Your answer should consist of the lines below that hold the word "goalkeeper".

■ **Records supplied**:
BEGIN

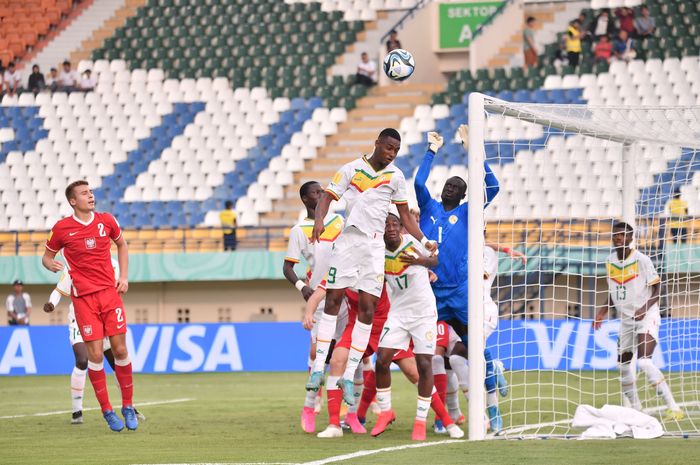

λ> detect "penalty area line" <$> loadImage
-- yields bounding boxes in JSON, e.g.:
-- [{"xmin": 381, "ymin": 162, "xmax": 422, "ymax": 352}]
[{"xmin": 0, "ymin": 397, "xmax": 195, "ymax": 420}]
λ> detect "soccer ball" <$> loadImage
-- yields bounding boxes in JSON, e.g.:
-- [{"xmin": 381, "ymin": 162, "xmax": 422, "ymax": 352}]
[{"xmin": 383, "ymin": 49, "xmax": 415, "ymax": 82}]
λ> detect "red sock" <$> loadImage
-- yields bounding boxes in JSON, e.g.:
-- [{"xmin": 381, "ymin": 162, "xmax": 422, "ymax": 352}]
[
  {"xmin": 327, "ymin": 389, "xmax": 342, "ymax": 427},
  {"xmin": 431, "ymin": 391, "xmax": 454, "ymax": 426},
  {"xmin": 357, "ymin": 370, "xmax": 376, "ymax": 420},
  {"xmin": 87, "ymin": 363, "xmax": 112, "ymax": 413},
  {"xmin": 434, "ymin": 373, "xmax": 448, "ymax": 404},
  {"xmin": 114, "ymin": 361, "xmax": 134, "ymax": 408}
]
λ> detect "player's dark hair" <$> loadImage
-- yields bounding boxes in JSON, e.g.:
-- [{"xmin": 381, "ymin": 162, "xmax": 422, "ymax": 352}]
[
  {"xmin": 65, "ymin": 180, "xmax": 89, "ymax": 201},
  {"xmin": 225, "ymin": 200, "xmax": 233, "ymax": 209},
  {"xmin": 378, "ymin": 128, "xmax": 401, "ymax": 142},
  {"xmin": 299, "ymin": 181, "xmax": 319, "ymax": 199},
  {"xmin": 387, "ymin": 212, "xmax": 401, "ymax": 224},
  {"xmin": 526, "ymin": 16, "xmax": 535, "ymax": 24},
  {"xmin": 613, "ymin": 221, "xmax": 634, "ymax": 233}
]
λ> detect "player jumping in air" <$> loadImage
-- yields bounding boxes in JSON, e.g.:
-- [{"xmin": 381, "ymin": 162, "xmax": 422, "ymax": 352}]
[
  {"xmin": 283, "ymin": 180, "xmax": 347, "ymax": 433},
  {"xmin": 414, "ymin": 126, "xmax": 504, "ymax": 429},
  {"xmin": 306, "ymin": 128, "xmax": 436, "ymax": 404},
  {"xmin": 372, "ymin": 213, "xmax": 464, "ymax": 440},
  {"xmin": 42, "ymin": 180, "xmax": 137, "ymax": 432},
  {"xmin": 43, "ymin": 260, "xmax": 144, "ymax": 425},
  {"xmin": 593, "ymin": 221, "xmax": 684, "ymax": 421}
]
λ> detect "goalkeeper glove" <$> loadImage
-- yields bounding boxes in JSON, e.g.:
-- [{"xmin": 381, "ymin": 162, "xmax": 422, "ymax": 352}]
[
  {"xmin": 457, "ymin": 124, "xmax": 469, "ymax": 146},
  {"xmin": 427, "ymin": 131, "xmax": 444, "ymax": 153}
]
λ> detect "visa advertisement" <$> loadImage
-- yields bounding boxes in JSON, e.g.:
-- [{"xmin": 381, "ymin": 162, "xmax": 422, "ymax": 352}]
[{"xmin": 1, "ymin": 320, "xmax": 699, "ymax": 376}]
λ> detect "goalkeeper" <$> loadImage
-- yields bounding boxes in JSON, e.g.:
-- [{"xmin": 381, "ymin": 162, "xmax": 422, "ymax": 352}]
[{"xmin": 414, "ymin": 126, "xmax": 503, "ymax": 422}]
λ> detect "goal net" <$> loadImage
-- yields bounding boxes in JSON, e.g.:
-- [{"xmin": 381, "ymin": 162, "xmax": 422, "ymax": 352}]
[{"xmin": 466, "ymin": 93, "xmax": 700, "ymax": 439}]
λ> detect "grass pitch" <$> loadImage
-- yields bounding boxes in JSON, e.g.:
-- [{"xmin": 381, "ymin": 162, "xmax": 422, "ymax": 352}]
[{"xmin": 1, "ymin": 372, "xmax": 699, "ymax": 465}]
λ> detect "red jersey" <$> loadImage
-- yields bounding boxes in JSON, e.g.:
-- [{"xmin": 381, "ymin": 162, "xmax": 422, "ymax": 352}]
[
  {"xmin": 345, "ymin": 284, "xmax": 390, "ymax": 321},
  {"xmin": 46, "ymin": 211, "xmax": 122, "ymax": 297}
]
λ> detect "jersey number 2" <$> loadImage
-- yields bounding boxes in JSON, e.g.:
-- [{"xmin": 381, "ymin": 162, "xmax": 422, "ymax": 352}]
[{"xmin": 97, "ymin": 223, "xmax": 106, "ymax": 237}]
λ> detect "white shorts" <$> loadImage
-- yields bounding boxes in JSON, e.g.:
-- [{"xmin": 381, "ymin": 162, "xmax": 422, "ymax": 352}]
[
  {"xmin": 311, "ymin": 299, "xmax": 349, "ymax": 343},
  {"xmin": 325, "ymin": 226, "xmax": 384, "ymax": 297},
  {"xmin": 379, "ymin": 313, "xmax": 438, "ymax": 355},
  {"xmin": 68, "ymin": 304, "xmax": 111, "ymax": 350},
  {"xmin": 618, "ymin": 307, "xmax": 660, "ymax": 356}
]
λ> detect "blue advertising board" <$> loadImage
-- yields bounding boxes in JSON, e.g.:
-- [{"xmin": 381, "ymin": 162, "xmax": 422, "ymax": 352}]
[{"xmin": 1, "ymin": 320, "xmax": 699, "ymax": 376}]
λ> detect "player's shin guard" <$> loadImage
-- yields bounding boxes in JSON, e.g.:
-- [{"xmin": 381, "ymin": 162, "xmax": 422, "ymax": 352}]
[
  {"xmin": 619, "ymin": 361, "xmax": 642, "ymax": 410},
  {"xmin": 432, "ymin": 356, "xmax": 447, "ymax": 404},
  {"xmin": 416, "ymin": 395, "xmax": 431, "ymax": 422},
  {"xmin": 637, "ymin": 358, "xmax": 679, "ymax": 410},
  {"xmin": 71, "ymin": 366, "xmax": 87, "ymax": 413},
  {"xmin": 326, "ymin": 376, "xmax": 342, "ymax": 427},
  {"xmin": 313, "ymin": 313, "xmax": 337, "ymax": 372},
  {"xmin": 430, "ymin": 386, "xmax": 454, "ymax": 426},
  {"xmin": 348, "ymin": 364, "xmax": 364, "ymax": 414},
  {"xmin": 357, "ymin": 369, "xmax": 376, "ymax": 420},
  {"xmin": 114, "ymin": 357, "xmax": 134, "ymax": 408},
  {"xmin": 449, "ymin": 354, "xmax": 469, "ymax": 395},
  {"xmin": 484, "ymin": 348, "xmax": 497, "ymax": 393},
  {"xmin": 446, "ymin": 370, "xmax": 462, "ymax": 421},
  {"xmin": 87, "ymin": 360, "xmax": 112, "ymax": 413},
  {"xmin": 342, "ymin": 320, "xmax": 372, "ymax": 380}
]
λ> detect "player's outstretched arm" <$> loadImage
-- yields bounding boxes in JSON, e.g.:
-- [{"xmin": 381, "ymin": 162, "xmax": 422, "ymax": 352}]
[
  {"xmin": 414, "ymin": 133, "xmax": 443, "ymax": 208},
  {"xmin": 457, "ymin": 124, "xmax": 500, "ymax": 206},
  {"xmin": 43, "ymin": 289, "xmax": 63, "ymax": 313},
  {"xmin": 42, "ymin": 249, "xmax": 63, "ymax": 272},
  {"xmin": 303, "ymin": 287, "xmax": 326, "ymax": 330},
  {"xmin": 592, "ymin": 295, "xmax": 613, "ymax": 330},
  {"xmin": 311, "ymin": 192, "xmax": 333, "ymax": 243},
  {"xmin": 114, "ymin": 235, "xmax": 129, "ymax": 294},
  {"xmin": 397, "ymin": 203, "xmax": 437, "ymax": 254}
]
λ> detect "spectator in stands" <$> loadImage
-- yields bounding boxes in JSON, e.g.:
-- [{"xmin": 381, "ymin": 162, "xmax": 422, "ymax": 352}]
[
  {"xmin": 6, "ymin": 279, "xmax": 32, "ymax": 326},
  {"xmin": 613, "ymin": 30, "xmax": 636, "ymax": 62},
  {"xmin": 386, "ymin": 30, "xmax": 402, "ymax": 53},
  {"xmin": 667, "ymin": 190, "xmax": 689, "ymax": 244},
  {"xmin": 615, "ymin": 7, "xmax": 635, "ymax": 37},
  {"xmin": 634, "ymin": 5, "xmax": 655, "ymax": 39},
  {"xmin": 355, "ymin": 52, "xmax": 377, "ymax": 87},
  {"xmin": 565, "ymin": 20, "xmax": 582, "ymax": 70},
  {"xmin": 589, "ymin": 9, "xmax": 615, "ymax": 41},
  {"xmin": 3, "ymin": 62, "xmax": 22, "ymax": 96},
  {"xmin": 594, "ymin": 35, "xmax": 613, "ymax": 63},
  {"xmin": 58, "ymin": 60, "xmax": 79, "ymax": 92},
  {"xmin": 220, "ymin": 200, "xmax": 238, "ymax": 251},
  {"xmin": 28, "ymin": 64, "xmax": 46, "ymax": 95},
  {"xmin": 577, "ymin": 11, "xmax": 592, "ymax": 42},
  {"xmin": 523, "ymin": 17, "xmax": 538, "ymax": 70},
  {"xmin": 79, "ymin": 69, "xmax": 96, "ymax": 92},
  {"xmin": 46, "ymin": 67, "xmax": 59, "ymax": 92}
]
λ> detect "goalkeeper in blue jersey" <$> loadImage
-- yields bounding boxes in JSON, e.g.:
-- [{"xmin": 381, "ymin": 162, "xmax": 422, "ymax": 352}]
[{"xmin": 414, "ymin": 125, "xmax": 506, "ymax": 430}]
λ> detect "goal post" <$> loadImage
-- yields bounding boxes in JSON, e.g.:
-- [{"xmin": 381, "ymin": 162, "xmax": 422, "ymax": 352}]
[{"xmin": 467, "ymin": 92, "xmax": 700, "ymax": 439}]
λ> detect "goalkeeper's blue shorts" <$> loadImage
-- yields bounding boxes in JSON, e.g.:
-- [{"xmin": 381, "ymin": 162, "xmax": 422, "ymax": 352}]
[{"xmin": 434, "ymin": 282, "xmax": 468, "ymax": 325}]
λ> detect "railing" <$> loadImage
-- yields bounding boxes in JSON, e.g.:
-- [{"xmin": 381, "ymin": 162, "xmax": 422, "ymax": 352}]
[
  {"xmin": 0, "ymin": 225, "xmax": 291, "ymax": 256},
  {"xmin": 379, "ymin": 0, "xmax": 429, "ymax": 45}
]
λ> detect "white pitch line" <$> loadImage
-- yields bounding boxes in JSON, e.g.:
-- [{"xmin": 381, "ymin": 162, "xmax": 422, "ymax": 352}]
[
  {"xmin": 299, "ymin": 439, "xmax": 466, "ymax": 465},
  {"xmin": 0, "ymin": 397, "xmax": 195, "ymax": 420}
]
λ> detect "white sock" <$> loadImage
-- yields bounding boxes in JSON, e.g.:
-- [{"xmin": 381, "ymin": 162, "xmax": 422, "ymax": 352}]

END

■ **Exercise result**:
λ> detect "goalkeeper glove" <$> loadImage
λ> detect "goalkeeper" <$> loadImage
λ> detect "goalkeeper in blue jersey" <$> loadImage
λ> detect "goalkeeper's blue shorts" <$> loadImage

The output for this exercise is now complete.